### Texto

Na cidade em que morava ocorriam tiroteios e mortes todos os dias; existia um
ditado popular que se usava muito por lá: “No Ribeirão mata um hoje e deixa outro
amarrado para matar amanhã”. Mas eu achava tudo isso normal, não tinha medo...talvez
por viver imersa nessa realidade.
Nasci em Brasília/DF, mas, aos seis anos de idade, mudei-me com a minha
família para Ribeirão Cascalheira/MT3, nesse período de conflitos. Quando chegamos à
nova cidade, meu pai se inteirou da realidade da região e escolheu um grupo para
apoiar, o dos fazendeiros. Minha mãe era professora dos anos iniciais e do ensino
fundamental, com quatro filhos, e não concordava ou apoiava as decisões do meu pai.
No entanto, na maioria das vezes, tinha que acatá-las, pois ele era muito hostil. Hoje
entendo que ela sofria muito com essa situação.
Meu pai não nos permitia ir à missa aos domingos, pois dizia que os padres eram
intriguistas e só iam à igreja para fazer fofocas. Talvez o que ele chamava de fofoca era
a forma como os padres mobilizavam os posseiros, suas esposas e as outras pessoas para
a luta em defesa de suas terras. Os religiosos faziam reuniões para discutir maneiras de
defender os posseiros que estavam sendo ameaçados ou mesmo presos e torturados
pelos fazendeiros e, ao mesmo tempo, enfrentá-los.
1Os moradores também chamam essa região de Médio Araguaia. Para melhor entender sobre a nomenclatura do Médio Araguaia, Gentil (2002) nos diz que depende do ponto de referência que tomamos: se pensarmos no estado de Mato Grosso, a região pode ser considerada como Baixo Araguaia, mas se pensarmos no rio Araguaia em relação ao Brasil, a região a que nos referimos ficaria situada no Médio Araguaia. 2Primeiro ocupante, mansa e pacificamente, de terras particulares ou devolutas: aquele que adquire, ou ocupa terras, com a intenção de dono, sem título legítimo de propriedade. Disponível em: <jusbrasil.com.br/trópicos/297314/posseiro>. Acessado em 09 de jun 15. 3Localiza-se a 877 km de Cuiabá.
Introdução 13
À época, eu não tinha ideia de que isso acontecia e até mesmo olhava com certo
preconceito para tudo aquilo, principalmente porque era comum ouvir que os padres não
eram “laia”4 boa.
Lembro-me de que, quando nos mudamos para Ribeirão Cascalheiras, o povo
ainda tinha muito fresco na memória o assassinato do Padre João Bosco, no ano de
1976. Este padre foi visitar a cidade e tentou ajudar, pedindo pela soltura de algumas
mulheres de posseiros que estavam sendo torturadas na cadeia local. Minha mãe
conhecia essas mulheres. Juntamente com o Bispo Pedro, foi conversar com os policiais
que, brutalmente, o alvejaram. Esse acontecimento repercutiu, ganhando status
internacional. Em sua homenagem, existe um santuário e uma capela, para os quais se
faz romaria como protesto de cinco em cinco anos para lembrar o massacre e sofrimento
por que passaram aquelas mulheres. Abordaremos com mais detalhes este assunto em
outro momento da pesquisa.

######
### Registros fornecidos

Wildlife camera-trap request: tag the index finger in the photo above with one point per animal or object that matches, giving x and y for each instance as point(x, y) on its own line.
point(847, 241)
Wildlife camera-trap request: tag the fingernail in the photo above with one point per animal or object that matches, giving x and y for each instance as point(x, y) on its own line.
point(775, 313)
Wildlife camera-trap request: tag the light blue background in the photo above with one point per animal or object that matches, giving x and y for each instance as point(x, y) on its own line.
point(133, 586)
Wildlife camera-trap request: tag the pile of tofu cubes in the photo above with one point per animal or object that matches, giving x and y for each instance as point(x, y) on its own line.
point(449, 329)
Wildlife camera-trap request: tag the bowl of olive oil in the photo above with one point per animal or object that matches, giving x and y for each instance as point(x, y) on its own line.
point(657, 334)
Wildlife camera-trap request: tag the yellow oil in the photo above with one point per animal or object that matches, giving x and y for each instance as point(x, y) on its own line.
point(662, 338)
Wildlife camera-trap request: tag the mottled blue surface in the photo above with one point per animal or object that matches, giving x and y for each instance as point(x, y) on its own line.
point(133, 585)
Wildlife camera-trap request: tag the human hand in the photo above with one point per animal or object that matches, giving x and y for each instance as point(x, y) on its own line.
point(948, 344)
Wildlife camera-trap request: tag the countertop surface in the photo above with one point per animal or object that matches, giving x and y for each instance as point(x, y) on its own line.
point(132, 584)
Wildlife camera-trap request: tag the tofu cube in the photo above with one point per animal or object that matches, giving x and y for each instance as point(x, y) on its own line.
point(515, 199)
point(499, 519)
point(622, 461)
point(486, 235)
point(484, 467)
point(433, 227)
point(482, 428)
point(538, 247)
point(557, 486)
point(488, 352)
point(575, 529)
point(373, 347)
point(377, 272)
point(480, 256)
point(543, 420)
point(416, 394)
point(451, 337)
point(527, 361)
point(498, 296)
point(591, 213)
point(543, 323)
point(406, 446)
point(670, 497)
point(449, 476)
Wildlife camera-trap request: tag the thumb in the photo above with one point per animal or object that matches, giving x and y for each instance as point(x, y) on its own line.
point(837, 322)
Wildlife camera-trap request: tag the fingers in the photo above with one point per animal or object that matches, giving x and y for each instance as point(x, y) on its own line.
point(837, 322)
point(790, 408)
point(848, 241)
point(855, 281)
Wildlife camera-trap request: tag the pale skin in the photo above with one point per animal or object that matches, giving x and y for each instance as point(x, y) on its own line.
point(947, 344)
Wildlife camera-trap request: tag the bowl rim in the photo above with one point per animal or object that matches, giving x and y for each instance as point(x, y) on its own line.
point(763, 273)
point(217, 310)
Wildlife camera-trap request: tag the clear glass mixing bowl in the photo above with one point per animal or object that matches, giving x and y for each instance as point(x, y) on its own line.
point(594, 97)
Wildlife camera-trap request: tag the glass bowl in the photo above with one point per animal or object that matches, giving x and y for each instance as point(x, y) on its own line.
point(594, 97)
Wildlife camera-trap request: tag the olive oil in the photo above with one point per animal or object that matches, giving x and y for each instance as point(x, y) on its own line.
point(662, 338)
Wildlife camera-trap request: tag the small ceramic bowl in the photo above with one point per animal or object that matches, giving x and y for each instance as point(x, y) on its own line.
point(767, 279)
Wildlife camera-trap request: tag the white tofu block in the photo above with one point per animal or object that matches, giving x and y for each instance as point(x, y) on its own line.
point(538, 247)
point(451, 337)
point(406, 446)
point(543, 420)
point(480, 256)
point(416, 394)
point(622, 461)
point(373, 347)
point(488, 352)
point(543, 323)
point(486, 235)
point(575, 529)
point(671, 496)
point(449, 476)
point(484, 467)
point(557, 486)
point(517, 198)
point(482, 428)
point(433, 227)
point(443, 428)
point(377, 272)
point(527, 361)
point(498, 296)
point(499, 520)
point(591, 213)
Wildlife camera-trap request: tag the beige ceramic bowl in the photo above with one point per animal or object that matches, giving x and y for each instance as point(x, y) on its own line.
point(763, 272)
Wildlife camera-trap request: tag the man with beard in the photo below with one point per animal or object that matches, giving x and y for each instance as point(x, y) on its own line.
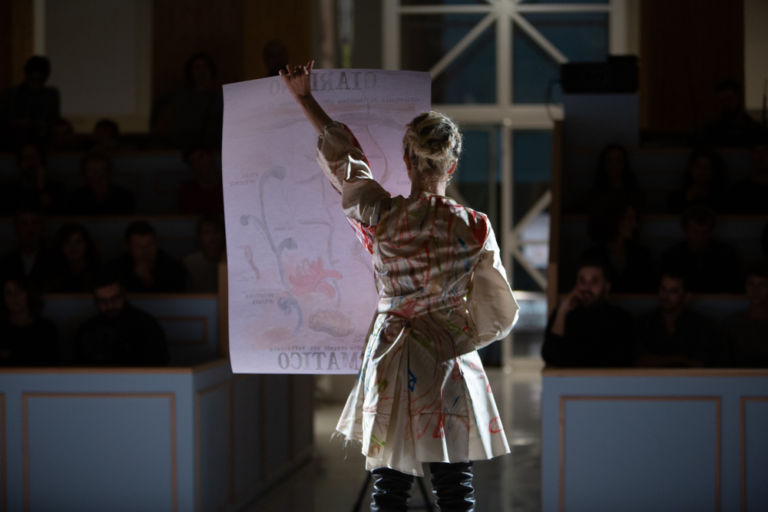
point(585, 329)
point(120, 335)
point(673, 335)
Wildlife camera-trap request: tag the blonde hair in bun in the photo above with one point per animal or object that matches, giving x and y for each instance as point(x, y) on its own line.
point(433, 143)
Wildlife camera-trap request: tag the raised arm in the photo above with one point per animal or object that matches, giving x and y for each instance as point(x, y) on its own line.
point(297, 81)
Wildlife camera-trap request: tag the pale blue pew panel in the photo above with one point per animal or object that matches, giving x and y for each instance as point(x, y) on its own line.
point(675, 442)
point(75, 440)
point(171, 439)
point(755, 421)
point(654, 439)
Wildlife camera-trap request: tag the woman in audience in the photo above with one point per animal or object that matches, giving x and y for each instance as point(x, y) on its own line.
point(78, 260)
point(613, 227)
point(614, 179)
point(26, 338)
point(203, 265)
point(704, 182)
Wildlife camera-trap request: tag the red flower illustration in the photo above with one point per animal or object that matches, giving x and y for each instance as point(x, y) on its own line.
point(311, 277)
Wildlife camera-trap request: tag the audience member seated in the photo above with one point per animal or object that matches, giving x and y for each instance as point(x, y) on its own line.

######

**O que fazer**
As afirmações (a), (b) e (c) estão de acordo com o relato sobre Ribeirão Cascalheira? Responda sim ou não a cada uma, citando literalmente as palavras do relato que decidem a resposta: (a) a mudança de Brasília para Ribeirão Cascalheira ocorreu quando quem narra tinha seis anos; (b) a mãe apoiava as decisões do pai; (c) o Padre João Bosco foi assassinado em 1976.

**Exercício resolvido**
(a) Sim: "Nasci em Brasília/DF, mas, aos seis anos de idade, mudei-me com a minha família para Ribeirão Cascalheira".
(b) Não: "não concordava ou apoiava as decisões do meu pai".
(c) Sim: "o assassinato do Padre João Bosco, no ano de 1976".